• **REQUIREMENT**: Would you repeat the whole listing exactly, pictures excluded?

• **DATASET CONTENT**:
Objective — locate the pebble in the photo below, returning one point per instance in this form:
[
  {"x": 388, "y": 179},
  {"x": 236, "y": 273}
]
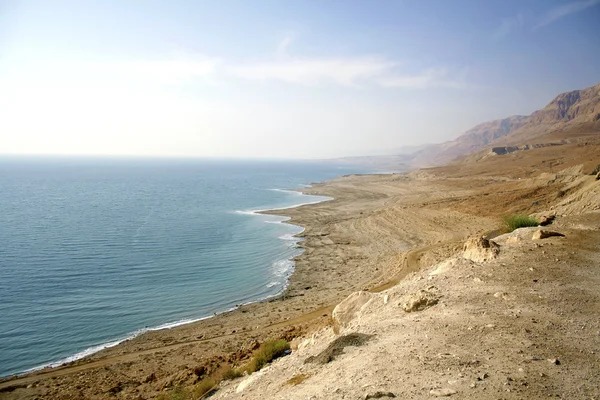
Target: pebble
[{"x": 442, "y": 392}]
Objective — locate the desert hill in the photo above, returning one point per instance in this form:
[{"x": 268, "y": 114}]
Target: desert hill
[{"x": 569, "y": 117}]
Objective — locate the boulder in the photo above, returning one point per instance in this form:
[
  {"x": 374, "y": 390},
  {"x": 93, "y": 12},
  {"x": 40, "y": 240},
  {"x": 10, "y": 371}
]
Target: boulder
[
  {"x": 442, "y": 392},
  {"x": 347, "y": 310},
  {"x": 543, "y": 234},
  {"x": 419, "y": 301},
  {"x": 480, "y": 249},
  {"x": 547, "y": 219}
]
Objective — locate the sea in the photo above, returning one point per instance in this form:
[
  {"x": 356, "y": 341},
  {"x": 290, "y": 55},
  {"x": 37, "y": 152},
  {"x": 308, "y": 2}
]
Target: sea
[{"x": 94, "y": 251}]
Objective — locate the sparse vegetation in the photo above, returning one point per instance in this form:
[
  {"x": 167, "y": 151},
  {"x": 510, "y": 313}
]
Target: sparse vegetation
[
  {"x": 266, "y": 353},
  {"x": 231, "y": 373},
  {"x": 178, "y": 393},
  {"x": 297, "y": 379},
  {"x": 204, "y": 387},
  {"x": 515, "y": 221}
]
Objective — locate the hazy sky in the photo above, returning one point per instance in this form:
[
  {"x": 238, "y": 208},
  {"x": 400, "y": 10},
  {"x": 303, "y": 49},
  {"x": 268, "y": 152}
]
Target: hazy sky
[{"x": 302, "y": 79}]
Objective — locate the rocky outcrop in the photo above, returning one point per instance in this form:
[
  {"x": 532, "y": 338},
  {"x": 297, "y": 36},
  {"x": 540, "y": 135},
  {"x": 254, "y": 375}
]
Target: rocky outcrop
[
  {"x": 480, "y": 249},
  {"x": 347, "y": 310},
  {"x": 420, "y": 300},
  {"x": 500, "y": 151},
  {"x": 577, "y": 111},
  {"x": 543, "y": 234}
]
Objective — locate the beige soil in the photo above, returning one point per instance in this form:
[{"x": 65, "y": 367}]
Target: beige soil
[{"x": 376, "y": 231}]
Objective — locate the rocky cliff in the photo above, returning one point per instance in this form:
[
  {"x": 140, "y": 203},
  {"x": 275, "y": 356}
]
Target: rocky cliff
[{"x": 573, "y": 114}]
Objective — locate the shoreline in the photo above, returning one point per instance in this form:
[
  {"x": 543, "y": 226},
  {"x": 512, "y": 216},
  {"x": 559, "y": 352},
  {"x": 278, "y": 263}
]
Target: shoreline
[
  {"x": 348, "y": 245},
  {"x": 94, "y": 349}
]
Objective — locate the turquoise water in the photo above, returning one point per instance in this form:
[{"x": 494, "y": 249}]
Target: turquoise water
[{"x": 94, "y": 251}]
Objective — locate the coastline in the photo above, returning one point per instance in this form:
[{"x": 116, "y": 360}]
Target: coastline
[
  {"x": 93, "y": 349},
  {"x": 349, "y": 244}
]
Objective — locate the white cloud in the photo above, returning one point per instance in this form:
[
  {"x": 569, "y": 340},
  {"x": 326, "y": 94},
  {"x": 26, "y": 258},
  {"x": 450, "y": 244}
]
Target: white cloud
[
  {"x": 432, "y": 77},
  {"x": 559, "y": 12},
  {"x": 349, "y": 72},
  {"x": 284, "y": 44},
  {"x": 508, "y": 26},
  {"x": 345, "y": 72}
]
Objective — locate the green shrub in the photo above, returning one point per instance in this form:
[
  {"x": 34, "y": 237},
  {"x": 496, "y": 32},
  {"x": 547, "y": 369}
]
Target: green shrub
[
  {"x": 266, "y": 353},
  {"x": 178, "y": 393},
  {"x": 515, "y": 221},
  {"x": 204, "y": 387},
  {"x": 231, "y": 373}
]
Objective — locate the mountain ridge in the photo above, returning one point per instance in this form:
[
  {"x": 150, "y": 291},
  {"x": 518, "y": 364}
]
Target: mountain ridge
[{"x": 575, "y": 114}]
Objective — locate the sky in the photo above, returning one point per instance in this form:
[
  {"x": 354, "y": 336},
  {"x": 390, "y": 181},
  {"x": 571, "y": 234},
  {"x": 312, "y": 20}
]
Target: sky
[{"x": 280, "y": 79}]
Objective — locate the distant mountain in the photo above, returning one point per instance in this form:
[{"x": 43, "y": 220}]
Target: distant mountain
[{"x": 569, "y": 115}]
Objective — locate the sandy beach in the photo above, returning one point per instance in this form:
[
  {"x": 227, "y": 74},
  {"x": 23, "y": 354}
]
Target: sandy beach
[{"x": 377, "y": 229}]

• **OUTPUT**:
Objective — locate the pebble in the photo below, returning one point per instance in this form:
[
  {"x": 388, "y": 179},
  {"x": 236, "y": 273}
]
Target: pebble
[{"x": 442, "y": 392}]
Objective — locate the desert hill in the photo above, returning one point per instance in this form:
[{"x": 268, "y": 114}]
Target: desert hill
[{"x": 569, "y": 117}]
Objective — locate the boulder in the photo above, returning one point per instance in this form:
[
  {"x": 374, "y": 390},
  {"x": 93, "y": 12},
  {"x": 40, "y": 240},
  {"x": 10, "y": 371}
]
Target: boulder
[
  {"x": 442, "y": 392},
  {"x": 347, "y": 310},
  {"x": 543, "y": 234},
  {"x": 419, "y": 301},
  {"x": 480, "y": 249},
  {"x": 547, "y": 219}
]
Objective — locate the sea in the photo above, returning one point per instance in this form:
[
  {"x": 356, "y": 341},
  {"x": 290, "y": 55},
  {"x": 37, "y": 152},
  {"x": 308, "y": 2}
]
Target: sea
[{"x": 94, "y": 251}]
Objective — locate the sparse vegetation in the photo above, returning one point per instance in this form:
[
  {"x": 167, "y": 151},
  {"x": 510, "y": 313}
]
Target: sparse vegetation
[
  {"x": 266, "y": 353},
  {"x": 231, "y": 373},
  {"x": 178, "y": 393},
  {"x": 297, "y": 379},
  {"x": 204, "y": 387},
  {"x": 515, "y": 221}
]
Objective — locate the hazy sky in the photo above, returning one point per instance in this form:
[
  {"x": 238, "y": 208},
  {"x": 400, "y": 10},
  {"x": 303, "y": 49},
  {"x": 268, "y": 152}
]
Target: hazy sky
[{"x": 302, "y": 79}]
Objective — locate the rocky outcrop in the photo above, returning one point per instance in this form:
[
  {"x": 532, "y": 338},
  {"x": 297, "y": 36},
  {"x": 540, "y": 135},
  {"x": 254, "y": 375}
]
Target: rocky outcrop
[
  {"x": 480, "y": 249},
  {"x": 347, "y": 310},
  {"x": 420, "y": 300},
  {"x": 500, "y": 151},
  {"x": 577, "y": 111},
  {"x": 543, "y": 234}
]
Objective — locate the beige soil in the photo above, returning one point per instance in this form:
[{"x": 65, "y": 367}]
Target: beige soil
[{"x": 376, "y": 231}]
Objective — locate the rocky cliff in the photo above, returning one point per instance in this form:
[
  {"x": 140, "y": 203},
  {"x": 275, "y": 356}
]
Target: rocky cliff
[{"x": 573, "y": 114}]
Objective — locate the shoreline in the photo above, returning one point per instance in this form:
[
  {"x": 543, "y": 226},
  {"x": 512, "y": 216},
  {"x": 559, "y": 352},
  {"x": 278, "y": 263}
]
Target: shoreline
[
  {"x": 348, "y": 245},
  {"x": 94, "y": 349}
]
Objective — locate the turquoise water in the photo above, returning one point per instance in this form:
[{"x": 494, "y": 249}]
Target: turquoise water
[{"x": 94, "y": 251}]
Objective — locate the coastline in the photo above, returning one point per instance in this form:
[{"x": 116, "y": 360}]
Target: coastline
[
  {"x": 93, "y": 349},
  {"x": 349, "y": 244}
]
Objective — locate the white cloud in the photo above, returning one point per instance in this form:
[
  {"x": 569, "y": 340},
  {"x": 326, "y": 94},
  {"x": 26, "y": 258},
  {"x": 450, "y": 244}
]
Target: white cloud
[
  {"x": 432, "y": 77},
  {"x": 559, "y": 12},
  {"x": 349, "y": 72},
  {"x": 284, "y": 44},
  {"x": 508, "y": 26},
  {"x": 345, "y": 72}
]
Objective — locate the green shrub in the photo above, returning one point per instance in this form:
[
  {"x": 34, "y": 237},
  {"x": 496, "y": 32},
  {"x": 547, "y": 369}
]
Target: green shrub
[
  {"x": 266, "y": 353},
  {"x": 178, "y": 393},
  {"x": 515, "y": 221},
  {"x": 204, "y": 387},
  {"x": 231, "y": 373}
]
Objective — locate the mountain ridge in the photo above, returning one point per instance in this form:
[
  {"x": 150, "y": 291},
  {"x": 518, "y": 364}
]
Target: mountain ridge
[{"x": 575, "y": 114}]
Objective — locate the sky in the photo above, returning one point per instance in this form:
[
  {"x": 354, "y": 336},
  {"x": 390, "y": 181},
  {"x": 571, "y": 234},
  {"x": 312, "y": 20}
]
Target: sky
[{"x": 280, "y": 79}]
Objective — locate the distant mountain in the photo above, returning one point per instance in this form:
[{"x": 43, "y": 220}]
Target: distant mountain
[{"x": 569, "y": 115}]
Objective — locate the sandy beach in the photo above, returning one point per instance in this form:
[
  {"x": 227, "y": 74},
  {"x": 23, "y": 354}
]
Target: sandy beach
[{"x": 377, "y": 229}]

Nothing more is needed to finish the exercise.